• _Text for analysis_
* * * *
IN terms of meteoric rises, there is none more stellar than that of the Richmond MP Rishi Sunak. Just seven months ago, he was a junior housing minister; now he is the second most powerful politician the country in charge of the nation’s finances who will present his first Budget within three weeks.
It is an extraordinary rise. He was born and grew up in Southampton, the grandson of Indian immigrants, and the son of a GP and a pharmacist. He went to Winchester College, Oxford University and then Stanford University where he met his future wife, Akshata, who is the daughter of Indian billionaire, NR Narayana Murthy, co-founder of the Infosys technology company.
They married in 2009 in a two-day Hindu ceremony in Bangalore, attended by Indian cricketer Anil Kumble.
Mr Sunak, 39, made his own fortune in finance, working for Goldman Sachs and as a hedge fund manager – a Radio 4 profile of him this week referred to him as “by far the richest member of the British Cabinet” – before arriving out of the blue in North Yorkshire in late 2014 in the hope of winning the safest seat in the country which William Hague was vacating.
* * * *
• _Record excerpts_
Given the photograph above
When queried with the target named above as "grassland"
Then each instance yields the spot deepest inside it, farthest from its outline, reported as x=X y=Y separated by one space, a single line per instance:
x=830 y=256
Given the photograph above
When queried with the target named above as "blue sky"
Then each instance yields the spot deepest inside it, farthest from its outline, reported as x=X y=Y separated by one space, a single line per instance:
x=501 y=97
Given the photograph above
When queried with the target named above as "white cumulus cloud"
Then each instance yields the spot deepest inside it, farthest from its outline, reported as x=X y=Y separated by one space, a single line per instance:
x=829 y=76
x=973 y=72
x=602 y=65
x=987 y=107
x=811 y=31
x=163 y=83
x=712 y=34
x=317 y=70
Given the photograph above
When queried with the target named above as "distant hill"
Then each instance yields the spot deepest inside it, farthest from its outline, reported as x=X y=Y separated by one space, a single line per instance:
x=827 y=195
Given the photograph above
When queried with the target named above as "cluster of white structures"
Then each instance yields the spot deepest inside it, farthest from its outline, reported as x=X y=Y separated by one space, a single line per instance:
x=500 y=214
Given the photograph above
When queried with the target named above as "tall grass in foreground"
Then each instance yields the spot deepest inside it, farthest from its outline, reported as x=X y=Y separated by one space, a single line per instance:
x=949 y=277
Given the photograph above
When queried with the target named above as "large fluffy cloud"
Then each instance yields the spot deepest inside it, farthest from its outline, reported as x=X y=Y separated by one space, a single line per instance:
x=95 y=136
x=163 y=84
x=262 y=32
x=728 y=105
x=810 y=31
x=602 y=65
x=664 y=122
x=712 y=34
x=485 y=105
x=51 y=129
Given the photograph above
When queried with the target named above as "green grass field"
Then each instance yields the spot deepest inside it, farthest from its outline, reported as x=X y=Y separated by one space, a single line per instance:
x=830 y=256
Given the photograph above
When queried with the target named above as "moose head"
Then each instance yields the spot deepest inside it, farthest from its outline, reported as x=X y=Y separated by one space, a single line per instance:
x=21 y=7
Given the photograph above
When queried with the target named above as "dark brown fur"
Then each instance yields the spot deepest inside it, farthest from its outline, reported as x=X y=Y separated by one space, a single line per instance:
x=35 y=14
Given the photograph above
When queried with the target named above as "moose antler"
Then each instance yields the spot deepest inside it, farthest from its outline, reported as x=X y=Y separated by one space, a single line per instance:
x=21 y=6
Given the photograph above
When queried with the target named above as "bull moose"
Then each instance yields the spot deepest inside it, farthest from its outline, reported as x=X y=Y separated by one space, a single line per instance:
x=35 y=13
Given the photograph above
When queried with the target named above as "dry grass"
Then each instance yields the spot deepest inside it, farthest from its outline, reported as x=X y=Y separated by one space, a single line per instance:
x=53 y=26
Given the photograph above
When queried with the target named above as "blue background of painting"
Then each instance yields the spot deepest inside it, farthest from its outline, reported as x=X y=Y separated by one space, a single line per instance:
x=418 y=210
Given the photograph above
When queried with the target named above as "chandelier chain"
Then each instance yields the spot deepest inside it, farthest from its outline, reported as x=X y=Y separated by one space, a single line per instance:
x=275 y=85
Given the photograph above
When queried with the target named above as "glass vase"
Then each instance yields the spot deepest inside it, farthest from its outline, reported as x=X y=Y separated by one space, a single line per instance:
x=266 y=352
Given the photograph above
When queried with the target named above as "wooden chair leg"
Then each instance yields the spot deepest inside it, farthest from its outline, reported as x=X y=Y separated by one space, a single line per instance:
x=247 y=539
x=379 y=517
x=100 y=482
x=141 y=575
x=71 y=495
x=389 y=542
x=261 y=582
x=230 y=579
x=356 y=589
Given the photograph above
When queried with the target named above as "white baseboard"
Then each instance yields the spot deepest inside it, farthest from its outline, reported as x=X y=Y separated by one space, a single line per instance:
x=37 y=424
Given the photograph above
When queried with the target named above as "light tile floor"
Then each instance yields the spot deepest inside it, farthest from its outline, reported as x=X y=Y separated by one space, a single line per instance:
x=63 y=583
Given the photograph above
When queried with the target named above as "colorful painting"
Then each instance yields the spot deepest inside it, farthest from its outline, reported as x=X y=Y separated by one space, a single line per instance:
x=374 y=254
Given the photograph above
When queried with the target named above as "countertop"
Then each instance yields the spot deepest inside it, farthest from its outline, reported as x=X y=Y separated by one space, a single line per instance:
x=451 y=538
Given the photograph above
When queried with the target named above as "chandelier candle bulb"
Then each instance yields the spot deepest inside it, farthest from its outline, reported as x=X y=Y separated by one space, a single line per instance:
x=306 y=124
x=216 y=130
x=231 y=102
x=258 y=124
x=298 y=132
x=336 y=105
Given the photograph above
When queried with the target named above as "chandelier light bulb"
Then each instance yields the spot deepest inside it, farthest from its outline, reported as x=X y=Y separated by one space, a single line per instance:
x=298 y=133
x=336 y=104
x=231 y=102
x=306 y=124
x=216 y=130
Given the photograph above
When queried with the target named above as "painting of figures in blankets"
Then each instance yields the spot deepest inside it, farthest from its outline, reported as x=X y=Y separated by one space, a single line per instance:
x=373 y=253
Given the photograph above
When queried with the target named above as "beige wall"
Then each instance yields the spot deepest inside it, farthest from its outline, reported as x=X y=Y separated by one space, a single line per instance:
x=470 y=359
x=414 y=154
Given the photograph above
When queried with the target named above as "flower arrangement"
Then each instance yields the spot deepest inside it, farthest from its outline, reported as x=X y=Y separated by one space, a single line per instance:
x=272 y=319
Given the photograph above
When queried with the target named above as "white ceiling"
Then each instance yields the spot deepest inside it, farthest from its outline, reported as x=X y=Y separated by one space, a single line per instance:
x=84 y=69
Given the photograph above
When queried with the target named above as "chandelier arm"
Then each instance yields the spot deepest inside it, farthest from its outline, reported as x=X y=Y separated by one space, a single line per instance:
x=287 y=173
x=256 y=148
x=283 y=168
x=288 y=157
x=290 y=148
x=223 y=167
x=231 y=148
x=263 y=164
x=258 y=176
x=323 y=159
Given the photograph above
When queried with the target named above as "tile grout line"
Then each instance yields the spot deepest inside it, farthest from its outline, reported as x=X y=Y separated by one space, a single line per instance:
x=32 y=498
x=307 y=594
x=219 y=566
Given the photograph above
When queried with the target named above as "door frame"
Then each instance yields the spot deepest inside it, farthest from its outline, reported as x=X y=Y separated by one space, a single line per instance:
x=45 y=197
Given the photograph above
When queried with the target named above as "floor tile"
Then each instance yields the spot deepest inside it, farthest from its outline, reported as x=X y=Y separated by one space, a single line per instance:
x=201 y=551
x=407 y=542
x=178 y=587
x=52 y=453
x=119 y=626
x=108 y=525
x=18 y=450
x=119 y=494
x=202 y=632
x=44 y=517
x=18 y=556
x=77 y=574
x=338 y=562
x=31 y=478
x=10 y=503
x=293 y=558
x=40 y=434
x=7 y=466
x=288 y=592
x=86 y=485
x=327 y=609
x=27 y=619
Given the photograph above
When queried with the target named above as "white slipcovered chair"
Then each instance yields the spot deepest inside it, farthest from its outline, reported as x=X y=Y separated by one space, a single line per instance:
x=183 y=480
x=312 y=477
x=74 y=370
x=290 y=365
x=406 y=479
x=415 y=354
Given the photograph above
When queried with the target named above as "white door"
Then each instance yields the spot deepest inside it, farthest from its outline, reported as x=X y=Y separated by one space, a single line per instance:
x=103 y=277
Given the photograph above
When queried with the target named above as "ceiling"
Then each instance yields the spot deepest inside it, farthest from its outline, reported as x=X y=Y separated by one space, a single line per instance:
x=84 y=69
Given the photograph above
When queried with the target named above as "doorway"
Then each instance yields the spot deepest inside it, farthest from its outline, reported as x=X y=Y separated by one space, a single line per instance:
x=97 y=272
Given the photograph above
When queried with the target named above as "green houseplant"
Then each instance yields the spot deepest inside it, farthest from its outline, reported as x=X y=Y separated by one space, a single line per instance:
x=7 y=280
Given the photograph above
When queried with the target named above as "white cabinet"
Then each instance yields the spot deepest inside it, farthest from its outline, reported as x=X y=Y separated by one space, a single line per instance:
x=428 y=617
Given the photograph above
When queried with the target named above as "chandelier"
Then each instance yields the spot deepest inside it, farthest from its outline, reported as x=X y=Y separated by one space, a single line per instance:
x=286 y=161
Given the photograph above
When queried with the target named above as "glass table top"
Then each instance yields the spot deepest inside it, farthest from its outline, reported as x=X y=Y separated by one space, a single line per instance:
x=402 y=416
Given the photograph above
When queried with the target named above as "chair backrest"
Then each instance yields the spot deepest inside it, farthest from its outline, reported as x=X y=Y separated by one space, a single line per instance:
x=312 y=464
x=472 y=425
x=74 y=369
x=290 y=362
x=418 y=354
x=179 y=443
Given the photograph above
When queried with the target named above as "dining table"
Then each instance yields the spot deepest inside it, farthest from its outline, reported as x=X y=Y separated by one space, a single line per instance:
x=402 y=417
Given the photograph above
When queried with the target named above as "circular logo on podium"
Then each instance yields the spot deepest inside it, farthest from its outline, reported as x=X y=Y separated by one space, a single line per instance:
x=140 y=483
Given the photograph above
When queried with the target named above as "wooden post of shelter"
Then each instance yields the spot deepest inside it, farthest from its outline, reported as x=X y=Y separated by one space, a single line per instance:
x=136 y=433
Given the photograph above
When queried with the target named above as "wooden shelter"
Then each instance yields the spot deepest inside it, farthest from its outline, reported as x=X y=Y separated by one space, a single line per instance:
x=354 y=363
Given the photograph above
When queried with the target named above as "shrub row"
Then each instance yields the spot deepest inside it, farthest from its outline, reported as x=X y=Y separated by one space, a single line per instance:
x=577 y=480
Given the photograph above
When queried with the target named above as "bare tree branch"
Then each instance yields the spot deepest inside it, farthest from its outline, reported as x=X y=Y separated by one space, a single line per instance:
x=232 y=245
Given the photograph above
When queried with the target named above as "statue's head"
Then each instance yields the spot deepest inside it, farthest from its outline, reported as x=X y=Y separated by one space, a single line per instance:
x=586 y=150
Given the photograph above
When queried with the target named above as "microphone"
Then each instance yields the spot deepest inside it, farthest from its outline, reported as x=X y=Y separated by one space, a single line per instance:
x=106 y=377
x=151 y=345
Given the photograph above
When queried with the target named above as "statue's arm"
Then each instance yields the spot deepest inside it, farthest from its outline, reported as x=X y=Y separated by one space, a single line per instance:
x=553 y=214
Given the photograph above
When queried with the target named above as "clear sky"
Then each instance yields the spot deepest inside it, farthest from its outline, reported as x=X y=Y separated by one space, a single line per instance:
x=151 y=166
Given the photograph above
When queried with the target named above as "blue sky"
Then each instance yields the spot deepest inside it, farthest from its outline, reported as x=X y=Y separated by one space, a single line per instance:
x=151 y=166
* * * *
Answer these questions from the Rishi Sunak profile:
1. At which university did he meet his future wife?
2. In what city was their wedding held?
3. Who was vacating the North Yorkshire seat he hoped to win?

1. Stanford University
2. Bangalore
3. William Hague